### [Problem to work on]
Reproduce every line of the material below, from its first line through the line containing "113 155 141 191", inclusive, shifting each bounding-box coordinate in the outputs up by 39. Leave the format samples and all other lines unchanged.

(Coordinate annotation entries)
···

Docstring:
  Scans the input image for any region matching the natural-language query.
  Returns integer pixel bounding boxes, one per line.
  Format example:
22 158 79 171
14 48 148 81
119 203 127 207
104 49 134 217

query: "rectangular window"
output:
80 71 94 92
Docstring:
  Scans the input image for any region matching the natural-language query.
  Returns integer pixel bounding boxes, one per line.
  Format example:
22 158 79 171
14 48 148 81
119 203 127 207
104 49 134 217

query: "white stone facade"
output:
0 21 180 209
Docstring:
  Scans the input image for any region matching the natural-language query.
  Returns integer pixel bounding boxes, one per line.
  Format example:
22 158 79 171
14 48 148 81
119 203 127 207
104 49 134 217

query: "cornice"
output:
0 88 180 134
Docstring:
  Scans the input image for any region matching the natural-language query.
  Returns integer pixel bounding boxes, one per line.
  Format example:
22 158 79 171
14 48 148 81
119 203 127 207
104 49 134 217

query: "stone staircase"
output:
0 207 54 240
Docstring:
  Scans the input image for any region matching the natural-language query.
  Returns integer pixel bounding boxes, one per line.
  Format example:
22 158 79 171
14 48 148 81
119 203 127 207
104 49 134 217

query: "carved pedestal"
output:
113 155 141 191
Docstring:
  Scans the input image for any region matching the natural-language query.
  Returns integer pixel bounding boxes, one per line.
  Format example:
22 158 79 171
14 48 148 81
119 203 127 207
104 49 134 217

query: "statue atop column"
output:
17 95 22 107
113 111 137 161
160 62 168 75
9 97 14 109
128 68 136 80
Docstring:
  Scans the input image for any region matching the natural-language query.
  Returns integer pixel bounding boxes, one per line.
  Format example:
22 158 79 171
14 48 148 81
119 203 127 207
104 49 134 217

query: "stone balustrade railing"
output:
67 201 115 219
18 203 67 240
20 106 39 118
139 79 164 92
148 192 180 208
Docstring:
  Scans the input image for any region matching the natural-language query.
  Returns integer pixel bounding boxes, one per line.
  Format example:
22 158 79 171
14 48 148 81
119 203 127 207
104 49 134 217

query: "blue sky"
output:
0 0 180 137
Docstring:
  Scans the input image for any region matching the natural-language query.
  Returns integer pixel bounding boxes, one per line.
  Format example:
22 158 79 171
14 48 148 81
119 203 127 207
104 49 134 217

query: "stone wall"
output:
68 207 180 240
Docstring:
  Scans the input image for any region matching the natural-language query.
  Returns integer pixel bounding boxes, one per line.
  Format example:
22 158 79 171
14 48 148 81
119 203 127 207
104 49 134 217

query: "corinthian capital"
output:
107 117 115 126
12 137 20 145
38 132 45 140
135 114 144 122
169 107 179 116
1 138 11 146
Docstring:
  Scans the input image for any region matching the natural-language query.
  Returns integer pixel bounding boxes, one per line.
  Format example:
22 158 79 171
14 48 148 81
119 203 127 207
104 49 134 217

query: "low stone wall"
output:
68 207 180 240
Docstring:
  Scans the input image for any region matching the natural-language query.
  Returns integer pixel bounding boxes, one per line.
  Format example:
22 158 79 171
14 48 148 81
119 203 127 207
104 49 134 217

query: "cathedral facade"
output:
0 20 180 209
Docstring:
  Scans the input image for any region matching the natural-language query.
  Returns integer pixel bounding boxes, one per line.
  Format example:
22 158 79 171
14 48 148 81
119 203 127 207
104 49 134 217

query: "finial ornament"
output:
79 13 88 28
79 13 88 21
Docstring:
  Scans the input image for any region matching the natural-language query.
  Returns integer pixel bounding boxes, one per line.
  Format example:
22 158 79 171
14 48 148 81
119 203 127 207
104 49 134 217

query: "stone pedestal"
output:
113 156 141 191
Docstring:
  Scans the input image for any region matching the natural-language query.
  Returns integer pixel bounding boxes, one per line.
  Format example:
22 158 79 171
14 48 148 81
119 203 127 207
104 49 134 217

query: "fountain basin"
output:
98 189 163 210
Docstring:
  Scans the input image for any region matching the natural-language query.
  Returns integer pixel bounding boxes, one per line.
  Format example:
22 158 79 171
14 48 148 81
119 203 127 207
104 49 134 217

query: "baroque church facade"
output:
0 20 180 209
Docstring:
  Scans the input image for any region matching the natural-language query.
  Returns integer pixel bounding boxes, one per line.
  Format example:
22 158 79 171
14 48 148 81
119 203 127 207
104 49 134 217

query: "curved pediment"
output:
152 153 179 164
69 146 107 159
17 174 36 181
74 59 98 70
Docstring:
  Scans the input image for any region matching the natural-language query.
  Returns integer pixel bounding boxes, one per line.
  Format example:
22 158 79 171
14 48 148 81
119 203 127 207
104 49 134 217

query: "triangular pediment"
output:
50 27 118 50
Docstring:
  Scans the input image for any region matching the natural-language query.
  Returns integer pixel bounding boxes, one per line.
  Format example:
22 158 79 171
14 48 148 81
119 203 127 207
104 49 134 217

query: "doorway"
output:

···

### [Result of this exercise]
Docstring:
  Scans the input image for any region matching the natural-language query.
  Returns integer pixel bounding boxes, one per line.
  Format example:
22 158 79 171
14 48 148 81
119 203 127 207
104 49 134 217

query: "rectangular window"
output:
119 110 133 131
Docstring:
  Scans the input image for any region matching the natural-language query.
  Returns integer pixel bounding boxes, one per line.
  Format example:
22 158 79 171
14 48 148 81
119 203 127 207
104 49 134 217

query: "white stone facade"
output:
39 60 219 248
Docstring:
  Scans the input image for any region matching the natural-language query.
  Returns integer pixel bounding boxes, one per line.
  Format example:
22 158 79 171
14 48 148 81
119 203 127 207
104 49 134 217

query: "cornice"
output:
39 127 219 173
Docstring:
  Scans the input image for any region matching the natural-language query.
  Returns integer pixel bounding boxes, one per line.
  Format example:
22 158 79 171
14 48 148 81
119 203 127 207
104 49 134 217

query: "stone staircase"
output:
39 246 93 279
Docstring:
  Scans the input image for any region matching the natural-language query.
  Returns integer pixel bounding boxes, one per line.
  Format example:
22 158 79 171
14 48 148 81
119 203 127 207
104 49 134 217

query: "carved pedestal"
output:
152 194 180 230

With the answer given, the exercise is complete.